WHAT YOU SHOULD DO:
In the xarray tutorial, rewrite the part that opens with the words containing "The DataArray is" and closes with "of each dimension.", changing "tuple" to "list".

DOCUMENT EXTRACT:
5.1. Xarray tutorial#

Xarray is an open source project and Python package that makes working with labelled multi-dimensional arrays simple, efficient, and fun!

5.1.1. Install xarray#

If you run code on your own computer, you need to install xarray. Open the console and enter conda install xarray or execute !pip install xarray in this jupyter notebook.

try:
    import xarray as xr  # check whether xarray installed
except ModuleNotFoundError:
    !pip install xarray==0.19.0  # install xarray
    import xarray as xr

print(xr.__version__)
0.19.0
import pandas as pd
import numpy as np

5.1.2. Introduction to xarray Data Structures#

Like pandas, xarray has two core data structures:

  • DataArray

  • Dataset

The DataArray is designed to hold a single multi-dimensional variable and its coordinates, and the Dataset is designed to hold multiple variables that potentially share the same coordinates.

5.1.3. DataArray#

DataArray has four important attributes:

  • values is a Numpy array and stores the data.

  • dims is a tuple that includes the names of all dimensions of values and its length is the number of dimensions.

  • coords is a dict-like built-in data structure of xarray and includes coordinate list or 1D-array of each dimension.

  • attrs is a dict and you can use attrs to define some custom attributes.

5.1.3.1. Defining a DataArray#

You can use the DataArray() function to create a DataArray. There are 4 arguments corresponding to the four attributes above. The data argument is corresponding to values attribute.

da = xr.DataArray(data=[[1, 2, 3], [2, 3, 4]],
                  dims=['x', 'y'],
                  coords={'x': [10, 20],
                          'y': [10, 20, 30]},
                  attrs={'summary': 'This is a custom DataArray for tutorial',
                         'license': 'CC BY-NC-ND 4.0'})
da
<xarray.DataArray (x: 2, y: 3)>
array([[1, 2, 3],
       [2, 3, 4]])
Coordinates:
  * x        (x) int32 10 20
  * y        (y) int32 10 20 30
Attributes:
    summary:  This is a custom DataArray for tutorial
    license:  CC BY-NC-ND 4.0
da.values
array([[1, 2, 3],
       [2, 3, 4]])
da.dims
('x', 'y')
da.coords
Coordinates:
  * x        (x) int32 10 20
  * y        (y) int32 10 20 30
da.attrs
{'summary': 'This is a custom DataArray for tutorial',
 'license': 'CC BY-NC-ND 4.0'}

You can specify the data argument to create a DataArray. By default, dims of DataArray is ('dim_0', 'dim_1', ...) and attrs of DataArray is a empty dict.

da1 = xr.DataArray(data=[[1, 2, 3], 
                         [2, 3, 4]])
da1
<xarray.DataArray (dim_0: 2, dim_1: 3)>
array([[1, 2, 3],
       [2, 3, 4]])
Dimensions without coordinates: dim_0, dim_1
da1.dims
('dim_0', 'dim_1')
da1.attrs
{}
da1.coords
Coordinates:
    *empty*

5.1.3.2. Change attribute#

da1 = da.copy(deep=True)

PROVIDED RECORDS:

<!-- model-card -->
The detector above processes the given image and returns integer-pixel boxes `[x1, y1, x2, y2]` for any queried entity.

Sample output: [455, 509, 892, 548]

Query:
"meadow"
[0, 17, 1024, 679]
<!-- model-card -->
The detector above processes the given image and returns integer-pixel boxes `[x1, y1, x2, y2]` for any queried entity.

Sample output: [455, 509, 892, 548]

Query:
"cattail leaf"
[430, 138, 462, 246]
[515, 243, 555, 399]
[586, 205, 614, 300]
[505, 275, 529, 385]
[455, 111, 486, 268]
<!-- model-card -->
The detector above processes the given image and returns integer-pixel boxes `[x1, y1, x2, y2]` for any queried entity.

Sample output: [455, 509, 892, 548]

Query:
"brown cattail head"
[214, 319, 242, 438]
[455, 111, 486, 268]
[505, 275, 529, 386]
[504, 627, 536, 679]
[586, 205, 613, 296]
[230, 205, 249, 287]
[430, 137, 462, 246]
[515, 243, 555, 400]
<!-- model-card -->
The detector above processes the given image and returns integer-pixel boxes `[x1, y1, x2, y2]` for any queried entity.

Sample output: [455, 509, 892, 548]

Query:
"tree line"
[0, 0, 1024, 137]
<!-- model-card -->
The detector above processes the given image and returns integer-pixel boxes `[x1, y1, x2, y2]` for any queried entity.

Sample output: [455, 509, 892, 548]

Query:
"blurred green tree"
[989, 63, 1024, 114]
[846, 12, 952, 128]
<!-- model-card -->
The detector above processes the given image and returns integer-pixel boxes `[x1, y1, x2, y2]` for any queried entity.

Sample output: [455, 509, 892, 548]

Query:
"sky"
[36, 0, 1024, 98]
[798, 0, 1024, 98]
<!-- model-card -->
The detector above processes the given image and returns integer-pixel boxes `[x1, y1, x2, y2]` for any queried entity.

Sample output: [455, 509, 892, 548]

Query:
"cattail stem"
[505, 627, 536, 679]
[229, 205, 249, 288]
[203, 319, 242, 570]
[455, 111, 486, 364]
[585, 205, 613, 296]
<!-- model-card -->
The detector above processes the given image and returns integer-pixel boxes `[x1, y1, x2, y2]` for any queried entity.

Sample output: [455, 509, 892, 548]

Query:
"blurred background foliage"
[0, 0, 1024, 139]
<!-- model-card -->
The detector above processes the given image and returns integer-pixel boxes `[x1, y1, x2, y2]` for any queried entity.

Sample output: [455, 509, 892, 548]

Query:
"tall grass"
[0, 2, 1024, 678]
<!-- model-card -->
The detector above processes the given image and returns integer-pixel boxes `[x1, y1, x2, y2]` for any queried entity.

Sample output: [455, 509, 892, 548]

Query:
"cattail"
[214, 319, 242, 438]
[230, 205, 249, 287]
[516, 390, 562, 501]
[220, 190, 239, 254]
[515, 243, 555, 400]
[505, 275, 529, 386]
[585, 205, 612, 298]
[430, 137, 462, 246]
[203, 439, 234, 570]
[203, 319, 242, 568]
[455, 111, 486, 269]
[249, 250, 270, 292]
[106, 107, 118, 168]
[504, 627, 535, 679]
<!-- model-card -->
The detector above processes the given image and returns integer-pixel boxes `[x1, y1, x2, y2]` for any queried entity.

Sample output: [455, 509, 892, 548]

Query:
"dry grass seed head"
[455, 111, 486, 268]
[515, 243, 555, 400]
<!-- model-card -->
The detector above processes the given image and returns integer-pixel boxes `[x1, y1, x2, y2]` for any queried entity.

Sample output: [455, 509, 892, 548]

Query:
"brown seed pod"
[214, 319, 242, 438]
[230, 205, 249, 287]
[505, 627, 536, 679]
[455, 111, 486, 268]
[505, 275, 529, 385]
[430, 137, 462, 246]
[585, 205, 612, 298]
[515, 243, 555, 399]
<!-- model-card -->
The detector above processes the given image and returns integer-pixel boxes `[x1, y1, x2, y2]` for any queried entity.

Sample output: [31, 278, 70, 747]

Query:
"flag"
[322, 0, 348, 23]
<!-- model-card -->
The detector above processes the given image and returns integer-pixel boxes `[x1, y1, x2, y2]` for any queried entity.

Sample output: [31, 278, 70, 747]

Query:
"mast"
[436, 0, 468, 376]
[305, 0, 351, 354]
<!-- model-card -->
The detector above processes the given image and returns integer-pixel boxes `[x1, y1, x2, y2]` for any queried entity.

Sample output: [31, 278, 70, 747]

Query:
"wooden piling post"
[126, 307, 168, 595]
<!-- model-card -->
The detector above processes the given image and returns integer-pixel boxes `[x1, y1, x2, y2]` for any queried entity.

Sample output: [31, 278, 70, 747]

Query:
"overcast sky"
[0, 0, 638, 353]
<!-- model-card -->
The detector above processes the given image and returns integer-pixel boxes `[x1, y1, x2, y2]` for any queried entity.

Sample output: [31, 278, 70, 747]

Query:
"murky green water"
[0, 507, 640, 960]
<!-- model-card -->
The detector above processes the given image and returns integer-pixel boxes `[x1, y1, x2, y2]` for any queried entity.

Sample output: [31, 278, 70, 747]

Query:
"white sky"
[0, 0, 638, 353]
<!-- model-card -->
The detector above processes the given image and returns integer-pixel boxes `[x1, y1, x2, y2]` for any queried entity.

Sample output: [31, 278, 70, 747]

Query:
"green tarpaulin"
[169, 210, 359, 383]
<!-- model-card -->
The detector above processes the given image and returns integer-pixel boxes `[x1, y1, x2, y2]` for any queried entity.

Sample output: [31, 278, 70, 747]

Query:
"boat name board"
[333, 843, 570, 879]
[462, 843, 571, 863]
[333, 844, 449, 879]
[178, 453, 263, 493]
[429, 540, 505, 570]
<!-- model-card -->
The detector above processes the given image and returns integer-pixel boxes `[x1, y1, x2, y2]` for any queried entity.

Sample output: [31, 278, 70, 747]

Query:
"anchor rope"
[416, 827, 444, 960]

TASK OUTPUT:
The DataArray is designed to hold a single multi-dimensional variable and its coordinates, and the Dataset is designed to hold multiple variables that potentially share the same coordinates.

5.1.3. DataArray#

DataArray has four important attributes:

  • values is a Numpy array and stores the data.

  • dims is a list that includes the names of all dimensions of values and its length is the number of dimensions.

  • coords is a dict-like built-in data structure of xarray and includes coordinate list or 1D-array of each dimension.